- AIM OF THE EXERCISE:
Output the line containing "the white wall", then every remaining line of the entries below, exactly as written and with no other text.

*** Opening THE DATA ***

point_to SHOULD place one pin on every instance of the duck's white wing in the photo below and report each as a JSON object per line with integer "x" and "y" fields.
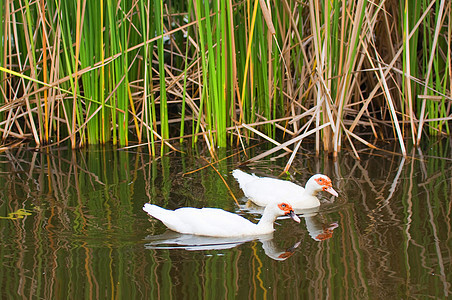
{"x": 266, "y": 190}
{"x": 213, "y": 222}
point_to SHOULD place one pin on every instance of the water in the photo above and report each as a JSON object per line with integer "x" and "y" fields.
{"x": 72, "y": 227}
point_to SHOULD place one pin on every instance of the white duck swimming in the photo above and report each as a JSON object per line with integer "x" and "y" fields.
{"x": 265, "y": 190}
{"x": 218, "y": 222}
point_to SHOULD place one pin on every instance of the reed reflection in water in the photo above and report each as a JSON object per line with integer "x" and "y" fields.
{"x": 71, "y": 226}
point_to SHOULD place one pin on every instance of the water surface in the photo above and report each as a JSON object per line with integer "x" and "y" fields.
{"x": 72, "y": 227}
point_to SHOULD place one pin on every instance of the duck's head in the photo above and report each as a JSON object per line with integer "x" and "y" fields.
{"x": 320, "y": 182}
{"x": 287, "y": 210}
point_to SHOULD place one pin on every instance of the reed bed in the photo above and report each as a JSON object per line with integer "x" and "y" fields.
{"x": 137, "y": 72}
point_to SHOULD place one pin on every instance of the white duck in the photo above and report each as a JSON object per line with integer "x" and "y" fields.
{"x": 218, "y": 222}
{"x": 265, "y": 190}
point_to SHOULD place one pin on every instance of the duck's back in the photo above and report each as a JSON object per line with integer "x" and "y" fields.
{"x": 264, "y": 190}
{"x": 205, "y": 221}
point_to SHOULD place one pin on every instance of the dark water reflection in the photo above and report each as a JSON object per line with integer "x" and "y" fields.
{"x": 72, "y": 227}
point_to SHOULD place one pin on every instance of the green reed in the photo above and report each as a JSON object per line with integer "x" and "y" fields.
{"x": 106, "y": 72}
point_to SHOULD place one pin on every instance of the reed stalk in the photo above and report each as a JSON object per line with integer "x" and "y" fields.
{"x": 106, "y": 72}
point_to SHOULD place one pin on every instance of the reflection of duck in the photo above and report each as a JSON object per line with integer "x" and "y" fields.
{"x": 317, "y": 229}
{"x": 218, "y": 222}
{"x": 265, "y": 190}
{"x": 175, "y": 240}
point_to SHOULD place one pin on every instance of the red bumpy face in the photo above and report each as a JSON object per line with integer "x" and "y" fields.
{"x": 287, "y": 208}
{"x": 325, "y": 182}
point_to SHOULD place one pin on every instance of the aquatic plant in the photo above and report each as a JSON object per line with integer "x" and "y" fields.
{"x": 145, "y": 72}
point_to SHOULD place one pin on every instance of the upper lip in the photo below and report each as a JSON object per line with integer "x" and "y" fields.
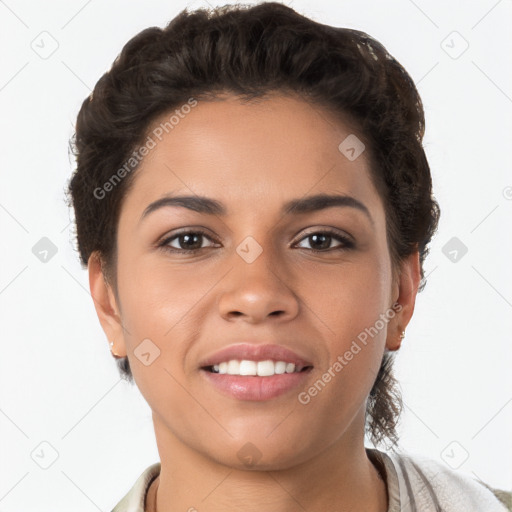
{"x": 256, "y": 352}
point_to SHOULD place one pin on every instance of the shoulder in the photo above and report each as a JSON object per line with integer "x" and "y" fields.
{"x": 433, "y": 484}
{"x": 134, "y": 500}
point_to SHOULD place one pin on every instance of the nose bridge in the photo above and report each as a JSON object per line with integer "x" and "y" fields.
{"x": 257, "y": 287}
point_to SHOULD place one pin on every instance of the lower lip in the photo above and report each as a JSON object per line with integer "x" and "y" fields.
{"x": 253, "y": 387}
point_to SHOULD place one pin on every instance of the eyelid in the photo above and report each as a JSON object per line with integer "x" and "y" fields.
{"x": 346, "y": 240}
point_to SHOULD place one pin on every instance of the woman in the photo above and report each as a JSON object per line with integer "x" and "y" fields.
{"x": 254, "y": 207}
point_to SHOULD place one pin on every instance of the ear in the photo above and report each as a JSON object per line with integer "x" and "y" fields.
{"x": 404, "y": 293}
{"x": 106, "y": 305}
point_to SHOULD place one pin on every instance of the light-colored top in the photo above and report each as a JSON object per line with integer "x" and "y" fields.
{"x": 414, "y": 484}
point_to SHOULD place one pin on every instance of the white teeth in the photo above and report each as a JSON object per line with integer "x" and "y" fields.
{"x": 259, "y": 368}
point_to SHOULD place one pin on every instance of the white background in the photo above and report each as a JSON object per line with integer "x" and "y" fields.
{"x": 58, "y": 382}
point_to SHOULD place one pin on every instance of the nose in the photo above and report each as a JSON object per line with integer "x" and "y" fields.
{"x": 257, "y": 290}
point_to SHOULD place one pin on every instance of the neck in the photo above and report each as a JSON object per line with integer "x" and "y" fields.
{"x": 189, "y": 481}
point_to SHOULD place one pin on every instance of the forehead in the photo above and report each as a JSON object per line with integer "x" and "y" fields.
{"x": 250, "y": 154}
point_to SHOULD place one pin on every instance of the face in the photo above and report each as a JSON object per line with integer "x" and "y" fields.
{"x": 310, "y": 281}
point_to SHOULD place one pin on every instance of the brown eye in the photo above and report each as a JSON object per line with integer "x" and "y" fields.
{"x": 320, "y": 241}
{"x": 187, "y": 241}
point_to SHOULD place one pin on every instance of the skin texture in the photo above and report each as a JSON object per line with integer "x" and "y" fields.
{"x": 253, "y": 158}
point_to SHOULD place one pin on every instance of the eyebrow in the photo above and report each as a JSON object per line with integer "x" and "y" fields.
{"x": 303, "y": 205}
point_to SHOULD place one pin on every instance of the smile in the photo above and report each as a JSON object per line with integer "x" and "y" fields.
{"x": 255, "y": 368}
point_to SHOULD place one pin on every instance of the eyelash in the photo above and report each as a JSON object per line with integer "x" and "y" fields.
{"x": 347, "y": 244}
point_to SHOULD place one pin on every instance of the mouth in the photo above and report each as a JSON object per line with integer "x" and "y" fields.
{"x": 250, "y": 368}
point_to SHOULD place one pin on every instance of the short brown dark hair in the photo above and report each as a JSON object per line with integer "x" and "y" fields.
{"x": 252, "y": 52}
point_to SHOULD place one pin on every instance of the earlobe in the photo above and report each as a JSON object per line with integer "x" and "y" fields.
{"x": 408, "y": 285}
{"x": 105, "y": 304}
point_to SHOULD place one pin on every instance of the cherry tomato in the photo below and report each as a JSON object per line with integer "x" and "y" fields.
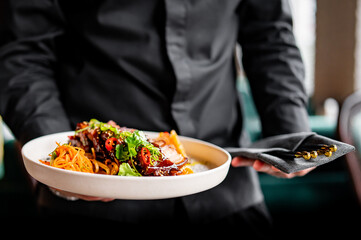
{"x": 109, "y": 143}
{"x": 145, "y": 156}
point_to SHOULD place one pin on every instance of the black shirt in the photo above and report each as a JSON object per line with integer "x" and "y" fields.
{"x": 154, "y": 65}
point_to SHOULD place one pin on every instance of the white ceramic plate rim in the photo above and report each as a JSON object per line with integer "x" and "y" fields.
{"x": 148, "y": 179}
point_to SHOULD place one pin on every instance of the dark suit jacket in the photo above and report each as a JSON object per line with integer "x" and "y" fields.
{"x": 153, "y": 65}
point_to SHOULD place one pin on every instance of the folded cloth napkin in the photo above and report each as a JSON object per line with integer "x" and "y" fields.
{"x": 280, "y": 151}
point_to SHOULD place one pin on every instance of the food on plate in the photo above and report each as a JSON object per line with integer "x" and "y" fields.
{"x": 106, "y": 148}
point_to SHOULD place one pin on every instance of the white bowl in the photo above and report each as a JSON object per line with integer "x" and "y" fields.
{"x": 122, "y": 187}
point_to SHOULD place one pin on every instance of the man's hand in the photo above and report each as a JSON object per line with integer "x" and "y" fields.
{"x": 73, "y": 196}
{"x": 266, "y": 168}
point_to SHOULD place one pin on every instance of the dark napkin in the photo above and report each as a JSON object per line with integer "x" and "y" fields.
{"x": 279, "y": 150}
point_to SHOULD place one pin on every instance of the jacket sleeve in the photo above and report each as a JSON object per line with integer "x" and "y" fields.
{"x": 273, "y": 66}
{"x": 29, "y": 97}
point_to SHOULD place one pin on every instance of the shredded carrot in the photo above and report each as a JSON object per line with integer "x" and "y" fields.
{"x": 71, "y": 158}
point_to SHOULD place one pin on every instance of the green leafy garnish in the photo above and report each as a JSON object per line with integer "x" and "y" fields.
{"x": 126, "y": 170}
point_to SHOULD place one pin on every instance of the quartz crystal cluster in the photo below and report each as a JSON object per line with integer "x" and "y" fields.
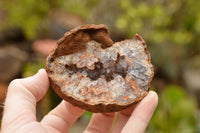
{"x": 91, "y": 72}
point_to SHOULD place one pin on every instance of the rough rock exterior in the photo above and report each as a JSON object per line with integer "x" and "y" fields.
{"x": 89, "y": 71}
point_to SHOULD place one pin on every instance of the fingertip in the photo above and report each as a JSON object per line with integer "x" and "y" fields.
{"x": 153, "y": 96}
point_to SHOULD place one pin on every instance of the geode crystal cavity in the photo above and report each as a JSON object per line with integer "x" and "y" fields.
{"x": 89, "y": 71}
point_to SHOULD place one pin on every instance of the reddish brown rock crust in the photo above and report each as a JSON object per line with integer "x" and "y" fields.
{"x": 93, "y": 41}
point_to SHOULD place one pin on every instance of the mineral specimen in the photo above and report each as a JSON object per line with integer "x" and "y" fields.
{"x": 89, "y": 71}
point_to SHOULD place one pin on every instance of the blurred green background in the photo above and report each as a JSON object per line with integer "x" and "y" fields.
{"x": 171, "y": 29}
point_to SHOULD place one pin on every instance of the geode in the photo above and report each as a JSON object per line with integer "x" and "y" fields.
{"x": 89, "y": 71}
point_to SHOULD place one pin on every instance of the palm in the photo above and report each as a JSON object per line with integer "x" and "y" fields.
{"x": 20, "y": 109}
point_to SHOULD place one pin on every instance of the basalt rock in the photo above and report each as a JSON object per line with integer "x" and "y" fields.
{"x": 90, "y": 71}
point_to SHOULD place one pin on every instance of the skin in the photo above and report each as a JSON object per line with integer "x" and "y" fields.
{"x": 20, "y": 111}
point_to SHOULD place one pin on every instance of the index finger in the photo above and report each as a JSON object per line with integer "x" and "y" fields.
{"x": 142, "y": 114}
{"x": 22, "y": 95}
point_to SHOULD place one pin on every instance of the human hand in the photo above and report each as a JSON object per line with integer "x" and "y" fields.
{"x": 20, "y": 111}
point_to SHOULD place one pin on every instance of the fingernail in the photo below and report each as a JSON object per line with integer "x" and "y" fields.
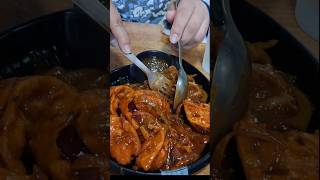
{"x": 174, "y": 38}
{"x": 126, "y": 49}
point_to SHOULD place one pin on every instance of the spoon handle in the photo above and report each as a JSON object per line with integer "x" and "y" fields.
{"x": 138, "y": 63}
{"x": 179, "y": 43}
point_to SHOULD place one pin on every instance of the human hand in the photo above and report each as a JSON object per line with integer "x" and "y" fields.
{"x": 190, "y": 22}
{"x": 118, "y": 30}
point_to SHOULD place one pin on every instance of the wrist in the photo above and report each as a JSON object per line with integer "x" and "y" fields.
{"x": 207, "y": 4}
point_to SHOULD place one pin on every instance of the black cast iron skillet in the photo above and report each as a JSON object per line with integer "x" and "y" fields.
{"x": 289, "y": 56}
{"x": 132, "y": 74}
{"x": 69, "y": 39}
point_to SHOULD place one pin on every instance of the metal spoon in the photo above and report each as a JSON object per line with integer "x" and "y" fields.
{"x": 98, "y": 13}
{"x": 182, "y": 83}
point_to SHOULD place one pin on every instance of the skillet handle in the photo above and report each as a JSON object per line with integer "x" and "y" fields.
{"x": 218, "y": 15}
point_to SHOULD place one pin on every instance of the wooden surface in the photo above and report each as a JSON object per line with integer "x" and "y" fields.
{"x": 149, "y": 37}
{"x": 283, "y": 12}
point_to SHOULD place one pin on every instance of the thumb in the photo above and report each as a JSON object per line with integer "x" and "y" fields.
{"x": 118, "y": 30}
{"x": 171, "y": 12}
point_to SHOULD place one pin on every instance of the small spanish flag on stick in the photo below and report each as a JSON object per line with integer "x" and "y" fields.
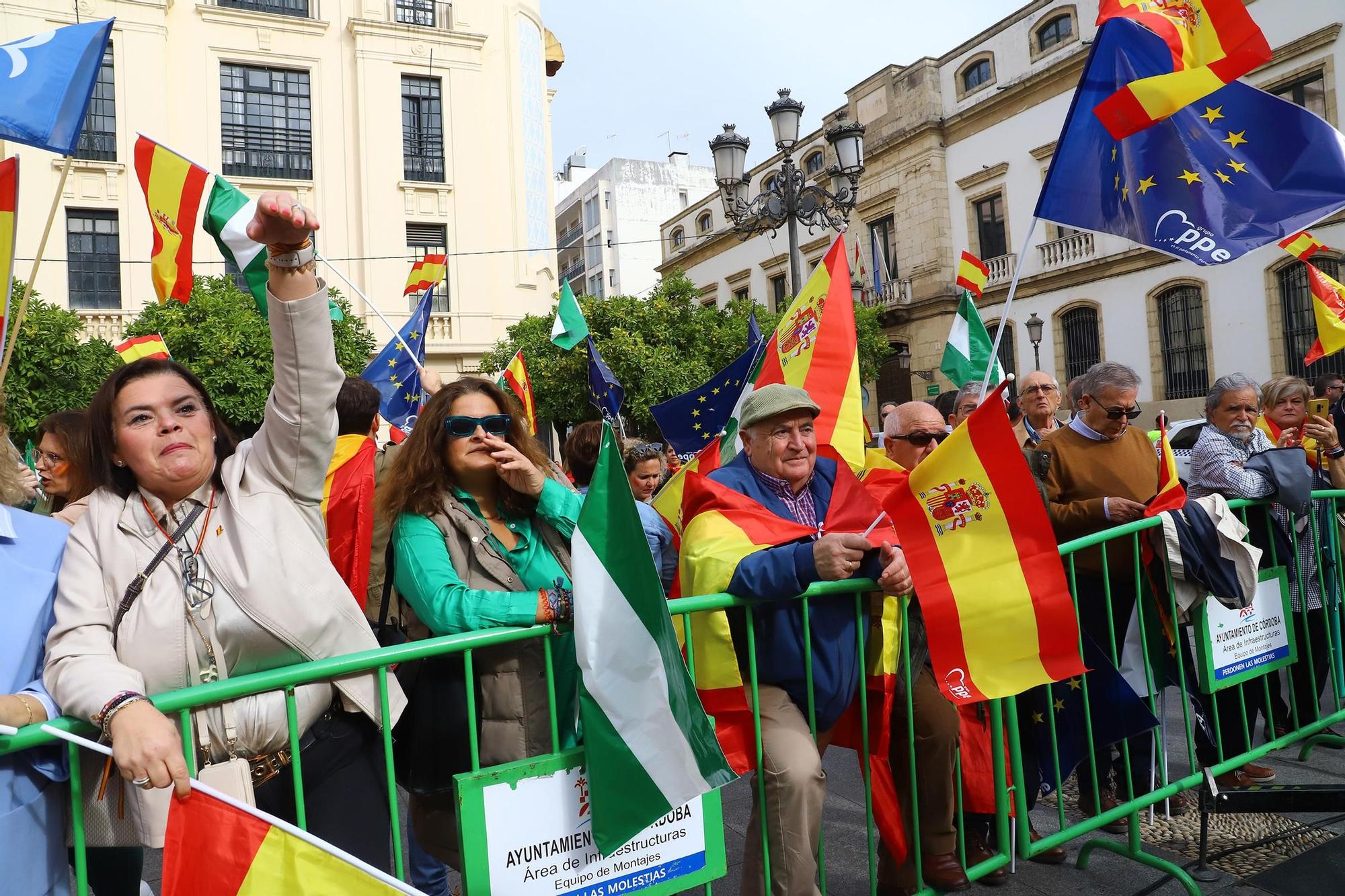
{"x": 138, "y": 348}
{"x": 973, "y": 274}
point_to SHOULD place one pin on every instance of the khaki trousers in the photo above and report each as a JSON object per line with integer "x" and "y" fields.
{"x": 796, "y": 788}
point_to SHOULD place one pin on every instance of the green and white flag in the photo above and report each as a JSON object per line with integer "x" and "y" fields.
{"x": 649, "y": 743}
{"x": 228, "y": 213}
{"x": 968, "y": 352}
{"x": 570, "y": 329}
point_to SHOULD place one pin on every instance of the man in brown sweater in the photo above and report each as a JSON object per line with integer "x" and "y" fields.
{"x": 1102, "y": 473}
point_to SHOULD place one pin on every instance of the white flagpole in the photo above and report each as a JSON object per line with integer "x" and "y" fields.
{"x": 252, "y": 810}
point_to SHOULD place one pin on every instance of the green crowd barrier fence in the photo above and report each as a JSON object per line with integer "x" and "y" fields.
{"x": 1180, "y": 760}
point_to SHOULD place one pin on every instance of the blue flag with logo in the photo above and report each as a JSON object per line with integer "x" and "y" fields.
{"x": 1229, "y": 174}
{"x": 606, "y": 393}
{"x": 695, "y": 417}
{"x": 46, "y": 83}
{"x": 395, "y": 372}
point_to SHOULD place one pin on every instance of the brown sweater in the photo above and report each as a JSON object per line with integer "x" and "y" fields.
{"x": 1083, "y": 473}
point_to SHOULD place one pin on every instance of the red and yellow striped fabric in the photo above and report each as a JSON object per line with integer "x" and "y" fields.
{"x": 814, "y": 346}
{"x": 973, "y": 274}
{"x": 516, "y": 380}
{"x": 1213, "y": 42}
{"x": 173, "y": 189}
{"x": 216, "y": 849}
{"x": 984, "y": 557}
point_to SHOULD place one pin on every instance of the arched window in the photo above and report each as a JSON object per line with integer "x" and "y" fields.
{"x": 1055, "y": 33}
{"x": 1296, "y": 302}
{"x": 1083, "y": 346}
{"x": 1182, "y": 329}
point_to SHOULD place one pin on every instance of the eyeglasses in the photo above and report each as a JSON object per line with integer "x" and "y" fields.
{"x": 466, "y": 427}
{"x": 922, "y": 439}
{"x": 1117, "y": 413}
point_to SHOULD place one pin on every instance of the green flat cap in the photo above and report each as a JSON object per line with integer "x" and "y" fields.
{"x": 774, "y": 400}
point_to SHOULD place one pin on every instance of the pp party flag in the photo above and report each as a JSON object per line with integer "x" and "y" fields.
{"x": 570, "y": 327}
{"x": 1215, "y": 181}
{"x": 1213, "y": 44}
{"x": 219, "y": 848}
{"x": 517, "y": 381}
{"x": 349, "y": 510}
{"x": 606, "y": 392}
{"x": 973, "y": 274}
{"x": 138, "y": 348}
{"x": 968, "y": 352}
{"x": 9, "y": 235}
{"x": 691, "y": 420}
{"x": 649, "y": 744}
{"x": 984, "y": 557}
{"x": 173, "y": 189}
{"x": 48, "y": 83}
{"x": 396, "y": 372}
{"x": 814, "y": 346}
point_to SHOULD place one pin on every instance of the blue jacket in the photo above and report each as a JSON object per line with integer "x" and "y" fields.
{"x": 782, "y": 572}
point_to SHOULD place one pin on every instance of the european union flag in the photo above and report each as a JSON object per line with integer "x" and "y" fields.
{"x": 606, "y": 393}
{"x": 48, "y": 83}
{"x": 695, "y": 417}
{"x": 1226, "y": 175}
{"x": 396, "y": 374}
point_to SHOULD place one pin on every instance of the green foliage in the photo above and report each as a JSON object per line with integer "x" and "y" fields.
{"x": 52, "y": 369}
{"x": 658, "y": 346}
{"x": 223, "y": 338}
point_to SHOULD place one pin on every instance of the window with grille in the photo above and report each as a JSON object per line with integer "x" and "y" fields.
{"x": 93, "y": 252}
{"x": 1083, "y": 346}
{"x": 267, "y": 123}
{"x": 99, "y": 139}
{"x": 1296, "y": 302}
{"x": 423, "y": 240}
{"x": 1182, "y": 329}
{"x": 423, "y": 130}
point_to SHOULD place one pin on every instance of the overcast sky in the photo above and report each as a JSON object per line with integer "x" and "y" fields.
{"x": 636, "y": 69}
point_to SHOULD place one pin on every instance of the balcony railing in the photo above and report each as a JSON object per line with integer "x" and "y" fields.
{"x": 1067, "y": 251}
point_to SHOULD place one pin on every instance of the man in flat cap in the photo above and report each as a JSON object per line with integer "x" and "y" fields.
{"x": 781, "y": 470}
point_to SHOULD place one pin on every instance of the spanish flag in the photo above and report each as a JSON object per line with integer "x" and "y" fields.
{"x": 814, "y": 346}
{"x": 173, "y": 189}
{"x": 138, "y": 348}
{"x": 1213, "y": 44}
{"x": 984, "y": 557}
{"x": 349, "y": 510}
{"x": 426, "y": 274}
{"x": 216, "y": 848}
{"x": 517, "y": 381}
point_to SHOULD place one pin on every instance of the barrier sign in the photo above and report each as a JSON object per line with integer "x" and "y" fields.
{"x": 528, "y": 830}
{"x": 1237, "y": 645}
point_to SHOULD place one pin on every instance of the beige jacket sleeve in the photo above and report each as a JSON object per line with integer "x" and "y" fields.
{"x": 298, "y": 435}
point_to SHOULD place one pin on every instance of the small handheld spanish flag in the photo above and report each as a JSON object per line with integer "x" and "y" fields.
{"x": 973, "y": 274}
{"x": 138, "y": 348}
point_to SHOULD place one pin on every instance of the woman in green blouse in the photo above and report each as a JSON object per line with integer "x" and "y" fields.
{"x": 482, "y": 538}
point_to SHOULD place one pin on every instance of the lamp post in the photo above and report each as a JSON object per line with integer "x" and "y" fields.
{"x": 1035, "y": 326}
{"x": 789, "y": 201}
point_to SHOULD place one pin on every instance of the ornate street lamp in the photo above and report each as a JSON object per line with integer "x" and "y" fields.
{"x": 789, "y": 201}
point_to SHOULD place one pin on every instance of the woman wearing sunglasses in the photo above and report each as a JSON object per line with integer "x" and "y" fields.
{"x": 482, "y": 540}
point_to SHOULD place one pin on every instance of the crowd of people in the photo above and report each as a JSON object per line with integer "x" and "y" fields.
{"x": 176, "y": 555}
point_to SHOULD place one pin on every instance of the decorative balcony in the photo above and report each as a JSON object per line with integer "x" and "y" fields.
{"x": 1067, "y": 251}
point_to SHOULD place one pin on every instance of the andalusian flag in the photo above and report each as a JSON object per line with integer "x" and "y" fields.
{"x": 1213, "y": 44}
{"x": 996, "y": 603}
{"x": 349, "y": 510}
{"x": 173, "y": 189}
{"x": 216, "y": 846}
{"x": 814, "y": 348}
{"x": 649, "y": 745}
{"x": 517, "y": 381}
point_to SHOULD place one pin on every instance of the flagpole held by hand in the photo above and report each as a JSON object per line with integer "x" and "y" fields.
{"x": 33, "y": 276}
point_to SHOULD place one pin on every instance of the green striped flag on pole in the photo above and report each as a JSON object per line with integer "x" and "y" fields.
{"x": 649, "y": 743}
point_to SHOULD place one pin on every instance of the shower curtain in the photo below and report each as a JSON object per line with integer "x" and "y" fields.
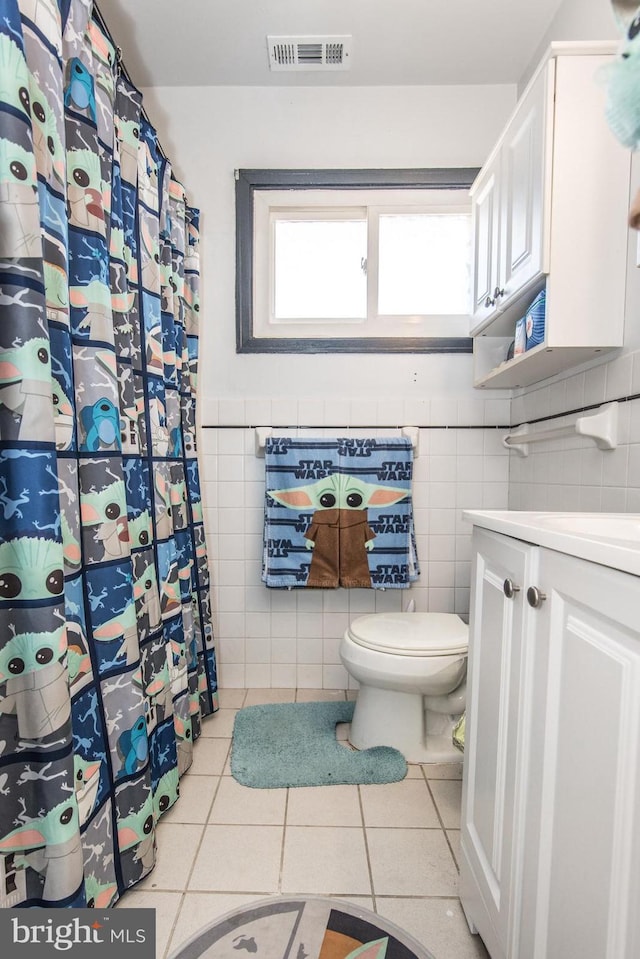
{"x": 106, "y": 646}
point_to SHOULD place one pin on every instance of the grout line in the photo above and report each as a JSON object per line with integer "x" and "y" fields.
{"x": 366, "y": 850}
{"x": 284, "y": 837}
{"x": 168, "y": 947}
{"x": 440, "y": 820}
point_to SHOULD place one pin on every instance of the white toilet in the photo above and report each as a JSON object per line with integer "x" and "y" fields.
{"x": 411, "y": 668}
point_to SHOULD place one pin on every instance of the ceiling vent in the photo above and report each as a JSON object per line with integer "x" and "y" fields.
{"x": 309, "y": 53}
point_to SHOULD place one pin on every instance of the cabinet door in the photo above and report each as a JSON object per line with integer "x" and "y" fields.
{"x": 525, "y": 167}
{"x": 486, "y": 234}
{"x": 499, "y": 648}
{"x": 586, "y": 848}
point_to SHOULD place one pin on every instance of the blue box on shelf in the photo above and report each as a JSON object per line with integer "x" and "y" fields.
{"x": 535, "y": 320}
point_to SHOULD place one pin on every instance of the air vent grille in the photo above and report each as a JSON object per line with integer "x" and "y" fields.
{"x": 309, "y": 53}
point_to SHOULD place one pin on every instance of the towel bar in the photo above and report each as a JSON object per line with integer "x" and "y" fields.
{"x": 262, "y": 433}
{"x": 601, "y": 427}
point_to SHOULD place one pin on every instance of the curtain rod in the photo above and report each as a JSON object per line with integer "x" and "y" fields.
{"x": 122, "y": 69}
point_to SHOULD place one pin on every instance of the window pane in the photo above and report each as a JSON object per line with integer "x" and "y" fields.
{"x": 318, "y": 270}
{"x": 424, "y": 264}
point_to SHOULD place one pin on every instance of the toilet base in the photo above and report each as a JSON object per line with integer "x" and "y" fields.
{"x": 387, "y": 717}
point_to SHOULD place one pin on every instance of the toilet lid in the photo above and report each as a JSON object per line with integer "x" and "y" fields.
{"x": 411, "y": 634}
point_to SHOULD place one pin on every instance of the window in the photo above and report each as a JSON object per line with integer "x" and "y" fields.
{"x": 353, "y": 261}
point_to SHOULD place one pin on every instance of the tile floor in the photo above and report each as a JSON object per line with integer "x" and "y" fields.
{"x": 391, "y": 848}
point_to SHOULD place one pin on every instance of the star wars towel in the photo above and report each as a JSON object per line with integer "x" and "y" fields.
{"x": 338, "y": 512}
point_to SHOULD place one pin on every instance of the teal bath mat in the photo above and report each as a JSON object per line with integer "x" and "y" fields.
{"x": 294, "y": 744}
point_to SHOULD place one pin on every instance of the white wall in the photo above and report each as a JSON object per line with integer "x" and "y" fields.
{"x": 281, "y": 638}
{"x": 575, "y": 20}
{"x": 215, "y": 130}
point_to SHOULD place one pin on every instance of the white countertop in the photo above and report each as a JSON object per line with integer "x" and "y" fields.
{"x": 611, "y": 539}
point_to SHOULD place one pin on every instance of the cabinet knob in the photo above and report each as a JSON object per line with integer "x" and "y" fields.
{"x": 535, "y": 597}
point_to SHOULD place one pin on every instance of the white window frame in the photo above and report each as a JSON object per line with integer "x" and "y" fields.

*** Closing THE DATA ***

- FINISHED EXERCISE:
point_to SHOULD place one pin on every instance of the white wall in the photo above and report each as a JSON object per line with integer "x" and "y" fields.
{"x": 281, "y": 638}
{"x": 575, "y": 20}
{"x": 215, "y": 130}
point_to SHOULD place one pin on every instance of the white countertop in the photo above and report each as a JSON object per line with integer "x" and "y" fields.
{"x": 611, "y": 539}
point_to SHOULD place one pin on every instance of the cabinet knob in the photo above and report each as a JSON object per line with integer "x" and "y" fields.
{"x": 535, "y": 597}
point_to SHOULD place one pin on every instance of the white window frame in the photo above and report each as a JSON object per line with integer "x" and "y" fields.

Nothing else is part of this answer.